- _WORK TO COMPLETE_: Turn everything from the start of the records down to and including the line containing "column 67, row 355" into a numbered list, leaving out blank lines.

- _SUPPLIED MATERIAL_:
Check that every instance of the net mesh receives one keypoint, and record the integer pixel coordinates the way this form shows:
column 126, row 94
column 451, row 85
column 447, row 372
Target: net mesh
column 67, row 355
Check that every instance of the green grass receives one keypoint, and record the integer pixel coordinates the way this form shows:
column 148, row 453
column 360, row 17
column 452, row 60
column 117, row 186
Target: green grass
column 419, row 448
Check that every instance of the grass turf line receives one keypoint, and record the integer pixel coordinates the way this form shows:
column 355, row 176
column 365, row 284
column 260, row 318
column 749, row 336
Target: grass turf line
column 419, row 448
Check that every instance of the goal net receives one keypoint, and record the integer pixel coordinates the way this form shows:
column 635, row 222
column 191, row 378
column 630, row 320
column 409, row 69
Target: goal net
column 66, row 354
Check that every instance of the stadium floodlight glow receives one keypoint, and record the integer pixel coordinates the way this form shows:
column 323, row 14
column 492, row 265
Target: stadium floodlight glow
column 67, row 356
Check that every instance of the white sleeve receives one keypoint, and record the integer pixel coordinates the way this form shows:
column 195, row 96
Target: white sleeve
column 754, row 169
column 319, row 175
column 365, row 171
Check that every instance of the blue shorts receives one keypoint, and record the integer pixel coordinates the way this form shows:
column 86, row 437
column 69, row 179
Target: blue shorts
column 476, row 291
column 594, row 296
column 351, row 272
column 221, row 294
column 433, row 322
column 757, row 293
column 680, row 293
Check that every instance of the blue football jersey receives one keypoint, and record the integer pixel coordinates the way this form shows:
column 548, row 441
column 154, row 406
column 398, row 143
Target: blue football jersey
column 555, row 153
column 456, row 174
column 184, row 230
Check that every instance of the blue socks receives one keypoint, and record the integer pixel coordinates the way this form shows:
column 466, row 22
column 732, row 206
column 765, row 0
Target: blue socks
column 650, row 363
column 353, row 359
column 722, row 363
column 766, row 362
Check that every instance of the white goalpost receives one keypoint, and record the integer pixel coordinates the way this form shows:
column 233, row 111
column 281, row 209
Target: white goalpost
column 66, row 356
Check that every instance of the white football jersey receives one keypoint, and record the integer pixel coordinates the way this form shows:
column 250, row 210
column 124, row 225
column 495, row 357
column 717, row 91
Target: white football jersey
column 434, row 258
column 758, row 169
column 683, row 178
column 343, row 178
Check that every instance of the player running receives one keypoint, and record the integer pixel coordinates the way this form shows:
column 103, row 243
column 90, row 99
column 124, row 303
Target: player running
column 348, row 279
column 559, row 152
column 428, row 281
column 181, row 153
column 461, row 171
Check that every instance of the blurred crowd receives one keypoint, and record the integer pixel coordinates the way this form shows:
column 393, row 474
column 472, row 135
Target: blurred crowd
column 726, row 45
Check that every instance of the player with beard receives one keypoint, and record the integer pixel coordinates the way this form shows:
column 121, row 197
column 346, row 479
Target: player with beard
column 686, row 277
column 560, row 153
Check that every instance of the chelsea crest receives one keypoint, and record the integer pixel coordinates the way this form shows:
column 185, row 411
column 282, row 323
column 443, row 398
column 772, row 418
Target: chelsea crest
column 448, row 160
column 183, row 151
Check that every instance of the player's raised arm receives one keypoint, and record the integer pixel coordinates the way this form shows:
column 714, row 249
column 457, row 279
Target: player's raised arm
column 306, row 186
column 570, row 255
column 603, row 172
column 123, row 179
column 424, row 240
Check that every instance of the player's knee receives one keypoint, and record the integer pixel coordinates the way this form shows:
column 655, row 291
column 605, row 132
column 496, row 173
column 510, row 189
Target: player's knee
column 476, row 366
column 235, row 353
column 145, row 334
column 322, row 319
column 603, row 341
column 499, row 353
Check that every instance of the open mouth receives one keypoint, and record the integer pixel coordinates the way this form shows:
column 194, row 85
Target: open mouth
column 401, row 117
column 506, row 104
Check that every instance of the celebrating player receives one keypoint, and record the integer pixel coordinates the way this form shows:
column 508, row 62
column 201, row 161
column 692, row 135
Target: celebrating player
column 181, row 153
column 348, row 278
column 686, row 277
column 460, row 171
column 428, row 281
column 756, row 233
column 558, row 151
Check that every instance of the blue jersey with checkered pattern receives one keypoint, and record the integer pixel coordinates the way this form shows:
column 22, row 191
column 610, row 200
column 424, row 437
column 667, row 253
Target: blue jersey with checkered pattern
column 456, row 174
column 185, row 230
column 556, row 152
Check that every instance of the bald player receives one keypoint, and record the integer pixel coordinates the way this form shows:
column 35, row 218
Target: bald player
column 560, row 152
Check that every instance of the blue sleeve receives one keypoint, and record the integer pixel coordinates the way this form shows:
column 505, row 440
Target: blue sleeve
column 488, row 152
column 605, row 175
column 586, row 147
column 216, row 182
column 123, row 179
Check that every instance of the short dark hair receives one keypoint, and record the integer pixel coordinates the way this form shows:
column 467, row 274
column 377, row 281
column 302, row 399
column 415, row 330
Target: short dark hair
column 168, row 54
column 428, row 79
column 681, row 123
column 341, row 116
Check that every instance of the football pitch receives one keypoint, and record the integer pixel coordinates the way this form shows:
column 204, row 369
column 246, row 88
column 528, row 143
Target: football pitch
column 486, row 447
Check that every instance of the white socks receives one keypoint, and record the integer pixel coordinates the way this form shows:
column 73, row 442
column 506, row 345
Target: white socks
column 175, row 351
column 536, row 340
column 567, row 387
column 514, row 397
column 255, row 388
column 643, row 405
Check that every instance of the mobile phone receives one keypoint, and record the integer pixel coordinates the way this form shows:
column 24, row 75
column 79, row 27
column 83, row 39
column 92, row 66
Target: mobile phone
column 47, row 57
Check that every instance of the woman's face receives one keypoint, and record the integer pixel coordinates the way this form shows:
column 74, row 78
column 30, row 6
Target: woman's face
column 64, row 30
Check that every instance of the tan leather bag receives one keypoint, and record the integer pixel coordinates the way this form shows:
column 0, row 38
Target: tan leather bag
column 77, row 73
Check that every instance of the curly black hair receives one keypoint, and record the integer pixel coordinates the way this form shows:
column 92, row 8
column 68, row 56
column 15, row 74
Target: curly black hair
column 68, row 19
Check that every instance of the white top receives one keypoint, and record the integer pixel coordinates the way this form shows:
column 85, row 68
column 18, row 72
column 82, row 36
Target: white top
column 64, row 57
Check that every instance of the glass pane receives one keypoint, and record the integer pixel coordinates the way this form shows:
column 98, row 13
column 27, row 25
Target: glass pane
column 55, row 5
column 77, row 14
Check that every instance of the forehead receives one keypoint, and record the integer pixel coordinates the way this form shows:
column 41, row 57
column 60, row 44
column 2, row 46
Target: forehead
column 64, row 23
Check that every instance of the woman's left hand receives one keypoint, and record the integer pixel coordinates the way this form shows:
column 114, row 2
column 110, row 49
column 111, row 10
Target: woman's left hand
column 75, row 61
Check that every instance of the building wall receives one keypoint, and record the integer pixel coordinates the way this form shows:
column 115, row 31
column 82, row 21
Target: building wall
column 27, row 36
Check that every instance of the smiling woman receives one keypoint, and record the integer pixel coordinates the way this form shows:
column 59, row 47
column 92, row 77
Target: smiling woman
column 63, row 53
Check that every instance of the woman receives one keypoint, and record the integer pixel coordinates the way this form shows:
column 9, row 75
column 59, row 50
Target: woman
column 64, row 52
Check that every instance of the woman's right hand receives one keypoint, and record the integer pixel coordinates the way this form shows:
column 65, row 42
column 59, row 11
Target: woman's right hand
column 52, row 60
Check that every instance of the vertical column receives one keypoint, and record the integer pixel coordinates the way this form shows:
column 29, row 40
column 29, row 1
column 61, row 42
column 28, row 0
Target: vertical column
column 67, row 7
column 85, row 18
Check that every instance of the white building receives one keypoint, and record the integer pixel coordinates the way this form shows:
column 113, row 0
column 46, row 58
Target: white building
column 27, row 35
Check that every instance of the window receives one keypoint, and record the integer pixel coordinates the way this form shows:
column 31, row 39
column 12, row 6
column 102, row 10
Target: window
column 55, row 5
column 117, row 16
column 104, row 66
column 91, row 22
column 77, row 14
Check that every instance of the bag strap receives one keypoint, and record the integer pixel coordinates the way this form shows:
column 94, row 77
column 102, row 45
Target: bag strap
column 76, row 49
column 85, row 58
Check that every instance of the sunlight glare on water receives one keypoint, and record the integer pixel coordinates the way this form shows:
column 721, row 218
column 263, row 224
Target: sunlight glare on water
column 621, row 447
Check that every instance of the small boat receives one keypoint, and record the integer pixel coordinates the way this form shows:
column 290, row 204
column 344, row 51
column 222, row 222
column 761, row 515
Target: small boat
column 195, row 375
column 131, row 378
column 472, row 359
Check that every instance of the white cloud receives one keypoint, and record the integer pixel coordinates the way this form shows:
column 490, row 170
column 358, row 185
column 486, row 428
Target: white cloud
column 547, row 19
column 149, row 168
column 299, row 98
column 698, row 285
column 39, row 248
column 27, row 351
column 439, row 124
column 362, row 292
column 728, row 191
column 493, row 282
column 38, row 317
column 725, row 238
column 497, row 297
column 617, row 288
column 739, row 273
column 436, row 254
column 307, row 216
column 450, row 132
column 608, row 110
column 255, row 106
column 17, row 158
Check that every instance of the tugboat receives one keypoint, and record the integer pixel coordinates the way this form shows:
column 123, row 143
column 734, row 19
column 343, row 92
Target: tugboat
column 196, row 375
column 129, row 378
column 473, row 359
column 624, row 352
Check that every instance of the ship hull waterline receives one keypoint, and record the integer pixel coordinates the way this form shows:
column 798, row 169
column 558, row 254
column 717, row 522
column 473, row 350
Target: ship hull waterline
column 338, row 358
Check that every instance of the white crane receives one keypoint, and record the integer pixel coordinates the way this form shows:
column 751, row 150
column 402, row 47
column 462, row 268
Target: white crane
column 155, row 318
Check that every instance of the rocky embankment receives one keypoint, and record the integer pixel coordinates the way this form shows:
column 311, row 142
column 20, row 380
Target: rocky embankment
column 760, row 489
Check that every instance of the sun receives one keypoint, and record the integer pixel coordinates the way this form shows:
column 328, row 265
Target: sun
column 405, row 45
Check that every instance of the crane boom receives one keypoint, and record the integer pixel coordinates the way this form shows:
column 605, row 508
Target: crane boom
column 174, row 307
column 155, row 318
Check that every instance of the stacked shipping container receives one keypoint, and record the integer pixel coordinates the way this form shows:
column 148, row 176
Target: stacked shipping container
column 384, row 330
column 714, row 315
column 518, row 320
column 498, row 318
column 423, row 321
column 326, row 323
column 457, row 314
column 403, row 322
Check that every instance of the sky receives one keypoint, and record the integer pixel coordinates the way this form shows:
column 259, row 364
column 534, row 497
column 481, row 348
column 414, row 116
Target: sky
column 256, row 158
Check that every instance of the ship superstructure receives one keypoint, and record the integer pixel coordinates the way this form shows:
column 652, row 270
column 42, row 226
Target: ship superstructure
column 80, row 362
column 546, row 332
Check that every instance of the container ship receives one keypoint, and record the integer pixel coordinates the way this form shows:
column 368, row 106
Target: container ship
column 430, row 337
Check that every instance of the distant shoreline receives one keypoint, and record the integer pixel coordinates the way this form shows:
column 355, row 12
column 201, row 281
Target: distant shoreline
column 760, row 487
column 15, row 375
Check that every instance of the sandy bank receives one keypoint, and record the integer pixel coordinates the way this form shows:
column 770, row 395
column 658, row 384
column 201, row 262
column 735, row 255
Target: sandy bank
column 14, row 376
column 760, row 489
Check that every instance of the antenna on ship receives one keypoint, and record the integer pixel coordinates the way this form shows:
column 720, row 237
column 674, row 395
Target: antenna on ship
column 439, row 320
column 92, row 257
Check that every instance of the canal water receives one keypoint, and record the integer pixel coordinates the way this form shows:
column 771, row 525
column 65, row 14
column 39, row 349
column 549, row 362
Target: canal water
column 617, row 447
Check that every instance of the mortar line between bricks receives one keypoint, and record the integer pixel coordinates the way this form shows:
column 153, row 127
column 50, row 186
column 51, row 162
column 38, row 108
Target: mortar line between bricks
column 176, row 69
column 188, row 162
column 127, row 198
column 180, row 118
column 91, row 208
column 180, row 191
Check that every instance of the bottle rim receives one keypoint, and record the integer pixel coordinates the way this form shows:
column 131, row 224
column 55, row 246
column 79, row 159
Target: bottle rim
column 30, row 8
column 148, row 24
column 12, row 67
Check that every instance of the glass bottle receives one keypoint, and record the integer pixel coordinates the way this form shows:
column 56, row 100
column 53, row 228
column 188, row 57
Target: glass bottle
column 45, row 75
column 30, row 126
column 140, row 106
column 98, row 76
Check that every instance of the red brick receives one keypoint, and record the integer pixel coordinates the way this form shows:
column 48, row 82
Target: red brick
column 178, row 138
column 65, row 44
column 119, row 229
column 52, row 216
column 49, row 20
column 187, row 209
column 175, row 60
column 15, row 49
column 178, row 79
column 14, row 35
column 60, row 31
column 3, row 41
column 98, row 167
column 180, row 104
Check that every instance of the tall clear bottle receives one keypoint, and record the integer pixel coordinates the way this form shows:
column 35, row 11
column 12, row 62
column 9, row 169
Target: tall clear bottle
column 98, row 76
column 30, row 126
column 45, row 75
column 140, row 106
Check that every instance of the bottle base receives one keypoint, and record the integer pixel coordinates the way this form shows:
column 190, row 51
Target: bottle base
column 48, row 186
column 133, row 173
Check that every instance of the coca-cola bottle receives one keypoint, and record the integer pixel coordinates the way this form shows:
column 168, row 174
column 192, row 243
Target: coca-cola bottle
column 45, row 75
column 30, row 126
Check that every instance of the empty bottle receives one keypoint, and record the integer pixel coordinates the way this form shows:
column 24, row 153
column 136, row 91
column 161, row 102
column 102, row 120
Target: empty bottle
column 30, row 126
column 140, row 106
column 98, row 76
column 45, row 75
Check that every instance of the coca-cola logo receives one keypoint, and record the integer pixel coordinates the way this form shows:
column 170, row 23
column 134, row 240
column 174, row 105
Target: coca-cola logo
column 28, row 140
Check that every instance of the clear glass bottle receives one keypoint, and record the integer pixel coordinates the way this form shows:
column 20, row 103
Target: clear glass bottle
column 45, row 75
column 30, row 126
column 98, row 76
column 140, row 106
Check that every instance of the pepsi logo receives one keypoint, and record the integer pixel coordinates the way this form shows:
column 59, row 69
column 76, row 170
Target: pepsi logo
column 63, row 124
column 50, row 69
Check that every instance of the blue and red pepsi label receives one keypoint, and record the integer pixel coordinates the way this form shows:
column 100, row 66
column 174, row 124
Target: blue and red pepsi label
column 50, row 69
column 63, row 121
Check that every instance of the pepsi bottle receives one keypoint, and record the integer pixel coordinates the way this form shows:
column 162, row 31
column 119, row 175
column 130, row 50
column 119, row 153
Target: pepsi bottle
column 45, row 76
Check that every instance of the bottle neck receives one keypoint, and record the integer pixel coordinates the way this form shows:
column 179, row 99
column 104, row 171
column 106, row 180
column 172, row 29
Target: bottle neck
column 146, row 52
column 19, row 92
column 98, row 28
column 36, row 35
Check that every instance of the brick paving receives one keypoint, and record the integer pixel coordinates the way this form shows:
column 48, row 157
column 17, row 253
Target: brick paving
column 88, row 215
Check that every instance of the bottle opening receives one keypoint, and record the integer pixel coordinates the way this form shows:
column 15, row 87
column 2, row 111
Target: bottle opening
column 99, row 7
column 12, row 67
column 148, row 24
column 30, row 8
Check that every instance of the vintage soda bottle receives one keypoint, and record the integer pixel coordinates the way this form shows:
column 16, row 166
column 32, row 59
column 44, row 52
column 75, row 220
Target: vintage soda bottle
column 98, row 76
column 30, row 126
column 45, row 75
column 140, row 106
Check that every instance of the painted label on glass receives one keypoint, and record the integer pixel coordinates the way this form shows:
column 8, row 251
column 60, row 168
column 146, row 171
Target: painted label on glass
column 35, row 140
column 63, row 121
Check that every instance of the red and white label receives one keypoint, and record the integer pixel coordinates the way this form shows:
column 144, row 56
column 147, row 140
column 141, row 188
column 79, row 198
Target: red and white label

- _EXERCISE OUTPUT_:
1. Check that every instance of the net mesh receives one keypoint, and record the integer pixel coordinates the way this form shows:
2. column 126, row 94
3. column 451, row 85
4. column 447, row 372
5. Target: net mesh
6. column 67, row 355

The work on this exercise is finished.